begin
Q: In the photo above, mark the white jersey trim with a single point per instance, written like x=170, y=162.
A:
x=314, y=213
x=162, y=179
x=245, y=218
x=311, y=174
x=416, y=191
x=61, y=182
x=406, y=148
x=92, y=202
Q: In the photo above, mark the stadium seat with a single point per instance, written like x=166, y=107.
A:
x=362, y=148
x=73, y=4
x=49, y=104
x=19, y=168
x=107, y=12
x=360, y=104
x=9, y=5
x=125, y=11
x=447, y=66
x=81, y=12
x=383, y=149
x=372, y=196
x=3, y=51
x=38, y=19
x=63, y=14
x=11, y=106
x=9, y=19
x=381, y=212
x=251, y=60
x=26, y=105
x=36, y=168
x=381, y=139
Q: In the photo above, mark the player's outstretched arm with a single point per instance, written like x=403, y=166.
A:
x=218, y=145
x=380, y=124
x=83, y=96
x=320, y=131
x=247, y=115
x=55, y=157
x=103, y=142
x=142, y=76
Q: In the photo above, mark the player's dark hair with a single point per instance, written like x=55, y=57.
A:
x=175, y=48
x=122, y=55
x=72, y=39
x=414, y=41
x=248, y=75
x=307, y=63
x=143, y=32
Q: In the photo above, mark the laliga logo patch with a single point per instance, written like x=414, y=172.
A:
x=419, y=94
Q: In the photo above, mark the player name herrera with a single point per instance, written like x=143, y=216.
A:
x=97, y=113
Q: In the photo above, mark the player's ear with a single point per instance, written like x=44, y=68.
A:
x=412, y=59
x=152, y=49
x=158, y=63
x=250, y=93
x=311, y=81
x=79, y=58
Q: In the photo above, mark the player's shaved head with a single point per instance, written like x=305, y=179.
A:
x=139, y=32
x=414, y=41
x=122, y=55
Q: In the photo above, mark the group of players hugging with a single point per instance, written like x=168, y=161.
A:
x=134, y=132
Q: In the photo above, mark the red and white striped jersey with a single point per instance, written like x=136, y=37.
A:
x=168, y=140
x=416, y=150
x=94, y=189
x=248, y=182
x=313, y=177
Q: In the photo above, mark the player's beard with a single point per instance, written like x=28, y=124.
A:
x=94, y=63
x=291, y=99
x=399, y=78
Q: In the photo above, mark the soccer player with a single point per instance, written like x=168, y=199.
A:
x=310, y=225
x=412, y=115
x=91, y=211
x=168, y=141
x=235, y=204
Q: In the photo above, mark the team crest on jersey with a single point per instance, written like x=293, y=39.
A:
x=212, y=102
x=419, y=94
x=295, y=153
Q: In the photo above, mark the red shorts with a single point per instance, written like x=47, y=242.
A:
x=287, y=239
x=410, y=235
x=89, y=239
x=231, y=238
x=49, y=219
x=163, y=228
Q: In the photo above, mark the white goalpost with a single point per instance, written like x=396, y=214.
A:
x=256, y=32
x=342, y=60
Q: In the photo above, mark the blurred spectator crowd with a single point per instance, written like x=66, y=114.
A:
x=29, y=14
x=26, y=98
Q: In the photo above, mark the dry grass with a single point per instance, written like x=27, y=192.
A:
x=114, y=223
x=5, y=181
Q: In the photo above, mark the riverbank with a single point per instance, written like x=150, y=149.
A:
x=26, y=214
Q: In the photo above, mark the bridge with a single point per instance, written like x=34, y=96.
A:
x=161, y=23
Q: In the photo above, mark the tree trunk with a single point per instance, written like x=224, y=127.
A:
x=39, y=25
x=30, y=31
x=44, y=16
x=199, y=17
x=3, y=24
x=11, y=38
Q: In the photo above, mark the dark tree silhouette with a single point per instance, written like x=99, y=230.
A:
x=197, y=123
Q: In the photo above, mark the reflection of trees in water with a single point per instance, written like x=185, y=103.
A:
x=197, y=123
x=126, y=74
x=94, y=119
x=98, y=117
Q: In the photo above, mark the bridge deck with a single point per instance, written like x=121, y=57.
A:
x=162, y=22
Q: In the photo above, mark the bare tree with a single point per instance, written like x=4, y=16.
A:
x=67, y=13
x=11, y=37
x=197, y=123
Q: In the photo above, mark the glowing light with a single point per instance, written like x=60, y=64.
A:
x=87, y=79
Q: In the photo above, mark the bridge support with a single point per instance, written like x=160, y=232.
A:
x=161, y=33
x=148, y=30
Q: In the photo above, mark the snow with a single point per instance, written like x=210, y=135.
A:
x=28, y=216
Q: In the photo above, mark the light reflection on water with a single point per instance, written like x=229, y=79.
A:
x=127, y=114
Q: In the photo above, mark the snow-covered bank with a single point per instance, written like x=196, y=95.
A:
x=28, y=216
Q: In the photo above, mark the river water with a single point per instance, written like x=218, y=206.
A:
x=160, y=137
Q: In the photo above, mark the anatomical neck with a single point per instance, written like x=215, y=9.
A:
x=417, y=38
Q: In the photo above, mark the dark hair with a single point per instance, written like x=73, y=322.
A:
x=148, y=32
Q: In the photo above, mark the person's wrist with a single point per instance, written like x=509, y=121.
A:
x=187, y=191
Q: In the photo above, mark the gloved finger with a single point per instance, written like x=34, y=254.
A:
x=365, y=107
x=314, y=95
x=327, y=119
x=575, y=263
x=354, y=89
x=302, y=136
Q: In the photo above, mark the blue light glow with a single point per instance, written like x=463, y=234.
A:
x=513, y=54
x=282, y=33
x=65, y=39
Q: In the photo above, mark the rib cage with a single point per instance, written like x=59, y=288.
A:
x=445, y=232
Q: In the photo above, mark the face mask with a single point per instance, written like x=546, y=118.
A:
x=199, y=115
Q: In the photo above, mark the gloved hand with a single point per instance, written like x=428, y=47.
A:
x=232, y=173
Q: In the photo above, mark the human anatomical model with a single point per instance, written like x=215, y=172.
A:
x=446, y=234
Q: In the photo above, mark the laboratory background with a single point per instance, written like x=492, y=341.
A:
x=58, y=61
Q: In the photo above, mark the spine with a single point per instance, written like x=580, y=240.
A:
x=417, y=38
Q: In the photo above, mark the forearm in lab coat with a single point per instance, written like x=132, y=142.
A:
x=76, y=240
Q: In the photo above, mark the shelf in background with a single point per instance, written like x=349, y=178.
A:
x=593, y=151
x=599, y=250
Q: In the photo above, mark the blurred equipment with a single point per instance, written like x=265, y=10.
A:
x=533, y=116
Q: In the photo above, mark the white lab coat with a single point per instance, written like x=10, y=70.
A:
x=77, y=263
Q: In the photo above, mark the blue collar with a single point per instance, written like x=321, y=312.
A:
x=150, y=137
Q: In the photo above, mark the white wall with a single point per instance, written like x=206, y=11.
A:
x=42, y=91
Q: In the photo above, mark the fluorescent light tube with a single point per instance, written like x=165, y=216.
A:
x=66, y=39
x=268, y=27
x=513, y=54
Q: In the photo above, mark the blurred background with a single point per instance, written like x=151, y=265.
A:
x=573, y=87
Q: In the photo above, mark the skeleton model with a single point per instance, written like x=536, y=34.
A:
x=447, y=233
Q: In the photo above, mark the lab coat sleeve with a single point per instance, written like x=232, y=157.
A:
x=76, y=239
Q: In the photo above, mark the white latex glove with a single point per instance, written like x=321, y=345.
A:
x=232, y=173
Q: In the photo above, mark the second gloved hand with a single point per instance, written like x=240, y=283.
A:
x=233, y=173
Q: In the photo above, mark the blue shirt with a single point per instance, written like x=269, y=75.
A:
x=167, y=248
end
What to do: Reproduce every record above line for line, without changing a single character.

Correct response:
Q: In the photo above, mark the white jersey trim with a single point per instance, written like x=170, y=162.
A:
x=314, y=213
x=162, y=179
x=245, y=218
x=311, y=174
x=416, y=191
x=61, y=182
x=406, y=148
x=92, y=202
Q: In the photo above, mark the stadium seat with a single point per instance, written like x=166, y=107.
A:
x=362, y=148
x=73, y=4
x=49, y=104
x=19, y=168
x=107, y=12
x=360, y=104
x=9, y=5
x=125, y=11
x=447, y=66
x=81, y=12
x=383, y=149
x=372, y=196
x=3, y=51
x=38, y=19
x=63, y=14
x=11, y=106
x=9, y=19
x=381, y=212
x=251, y=60
x=26, y=105
x=36, y=168
x=381, y=139
Q: In the photo above, mark the player's outstretched arm with a single point per instance, written like x=403, y=166.
A:
x=218, y=145
x=380, y=124
x=83, y=96
x=320, y=131
x=247, y=115
x=55, y=157
x=103, y=142
x=142, y=76
Q: In the photo above, mark the player's dark hair with a single point per instance, written like x=55, y=57.
A:
x=175, y=48
x=122, y=55
x=72, y=39
x=414, y=41
x=248, y=75
x=307, y=63
x=143, y=32
Q: In the photo above, mark the laliga logo patch with a single point per instance, written like x=414, y=172.
A:
x=419, y=94
Q: In the photo above, mark the player name herrera with a single point per instance, written like x=143, y=216.
A:
x=97, y=113
Q: In the photo above, mark the player's ear with a single point per instance, written like x=44, y=68.
A:
x=412, y=59
x=152, y=49
x=158, y=63
x=250, y=93
x=311, y=81
x=79, y=58
Q: In the photo above, mark the player's shaved head with a single point per instance, written like x=305, y=179.
A:
x=139, y=32
x=414, y=41
x=122, y=55
Q: In the photo above, mark the group of players hugging with a single point per instance, written like x=168, y=161.
A:
x=134, y=132
Q: In the photo above, mark the red and white striped jersey with a single point per instance, written like x=136, y=37.
A:
x=168, y=140
x=416, y=150
x=94, y=189
x=248, y=182
x=313, y=177
Q: In the photo above, mark the player's beard with a single point per instance, written like x=28, y=124.
A:
x=94, y=63
x=291, y=99
x=399, y=78
Q: In the photo above, mark the soccer player with a single point per instance, written like x=168, y=199.
A:
x=310, y=225
x=412, y=115
x=91, y=211
x=168, y=141
x=235, y=204
Q: In the photo above, mark the team crest on jersey with a single point per instance, written like x=293, y=39.
A:
x=212, y=102
x=419, y=94
x=295, y=153
Q: In the photo above, mark the red shorts with a single point per instance, written like x=47, y=242.
A:
x=287, y=239
x=410, y=235
x=89, y=239
x=231, y=238
x=49, y=219
x=163, y=228
Q: In the photo above, mark the white goalpost with a single point per instance, written like x=396, y=214.
A:
x=256, y=32
x=342, y=60
Q: In the photo above, mark the blurred spectator crowd with a single point per instance, written like x=66, y=114.
A:
x=29, y=14
x=26, y=98
Q: In the photo above, mark the dry grass with a single point per instance, written like x=27, y=192.
A:
x=114, y=223
x=5, y=181
Q: In the photo above, mark the riverbank with a single point per instance, written like x=150, y=149.
A:
x=26, y=214
Q: In the photo above, mark the bridge with a single point per instance, written like x=34, y=96.
A:
x=161, y=23
Q: In the photo above, mark the tree trunk with a single point per instance, written like x=224, y=127.
A:
x=39, y=25
x=30, y=31
x=44, y=16
x=199, y=17
x=3, y=24
x=11, y=38
Q: In the photo above, mark the dark tree silhouette with a single point per instance, written like x=99, y=230.
A:
x=197, y=123
Q: In the photo above, mark the reflection of trees in water with a single point per instance, written like x=185, y=103.
A:
x=197, y=123
x=126, y=74
x=94, y=119
x=98, y=117
Q: In the photo above, mark the bridge deck with a single point per instance, written like x=121, y=57.
A:
x=162, y=22
Q: In the photo above, mark the bare tree with a single point per instance, written like x=4, y=16.
A:
x=67, y=13
x=11, y=37
x=197, y=123
Q: In the photo above, mark the glowing light with a single point per instance, written like x=60, y=64.
A:
x=87, y=79
Q: In the photo above, mark the bridge support with a single point per instance, written like x=160, y=232.
A:
x=161, y=33
x=148, y=30
Q: In the photo above, mark the snow with a single point per instance, written like x=210, y=135.
A:
x=28, y=216
Q: In the photo above, mark the light reflection on water with a single point per instance, written like x=229, y=79.
A:
x=127, y=114
Q: In the photo above, mark the snow-covered bank with a single point per instance, written like x=196, y=95.
A:
x=28, y=216
Q: In the photo above, mark the river water with a single point per instance, written like x=218, y=206.
A:
x=160, y=137
Q: In the photo above, mark the anatomical neck with a single point per instance, written like x=215, y=9.
A:
x=417, y=38
Q: In the photo above, mark the dark hair with a single point per instance, written like x=73, y=322.
A:
x=148, y=32
Q: In the photo above, mark the person's wrist with a single point per instance, written like x=509, y=121.
A:
x=187, y=191
Q: In the photo above, mark the gloved finger with a single point per instance, written like x=34, y=254.
A:
x=365, y=107
x=314, y=95
x=327, y=119
x=575, y=263
x=354, y=89
x=302, y=136
Q: In the photo above, mark the blue light glow with a single point per instance, written like x=463, y=234.
A:
x=513, y=54
x=282, y=33
x=65, y=39
Q: In the photo above, mark the rib cage with a single point per instance, written like x=59, y=288.
A:
x=445, y=232
Q: In the photo above, mark the face mask with a single point per instance, written like x=546, y=118.
A:
x=199, y=115
Q: In the photo above, mark the gloved hand with a single point per instance, written like x=428, y=47.
A:
x=232, y=173
Q: In the photo above, mark the human anatomical model with a single point per instance, written like x=215, y=172.
A:
x=446, y=234
Q: In the photo above, mark the laboratory background with a single point per instance, written like x=492, y=341.
A:
x=58, y=61
Q: In the photo above, mark the spine with a single point per instance, written like x=580, y=240.
A:
x=417, y=38
Q: In the photo above, mark the forearm in lab coat with a single point per instance, written like x=132, y=142.
A:
x=76, y=240
Q: In the photo above, mark the shelf in background with a single point per instance, written like x=349, y=178.
A:
x=593, y=151
x=599, y=250
Q: In the photo above, mark the blurred equipment with a single point per instance, written like x=265, y=10.
A:
x=533, y=116
Q: In the photo above, mark the white lab coat with a single point per instance, written like x=10, y=70.
A:
x=77, y=263
Q: In the photo above, mark the blue collar with a single point per instance, written like x=321, y=312.
A:
x=150, y=137
Q: In the photo above, mark the white wall with a single point per instance, written like x=206, y=11.
A:
x=42, y=91
Q: In the photo above, mark the fluorescent light tube with a single point per instance, written like x=165, y=216.
A:
x=66, y=39
x=268, y=27
x=513, y=54
Q: In the photo above, mark the blurred background with a single point per instance, written like x=151, y=265.
A:
x=573, y=87
Q: In the photo above, mark the skeleton model with a single point per instance, written like x=536, y=34.
A:
x=447, y=233
Q: In the photo above, mark the lab coat sleeve with a single point per instance, written like x=232, y=157.
A:
x=76, y=239
Q: In the photo above, mark the white latex glove with a single point per instance, written like x=321, y=345.
A:
x=232, y=173
Q: In the photo above, mark the second gloved hand with a single point per instance, written like x=240, y=283.
A:
x=233, y=173
Q: In the photo above, mark the blue shirt with a single point per instance, written like x=269, y=75.
A:
x=167, y=248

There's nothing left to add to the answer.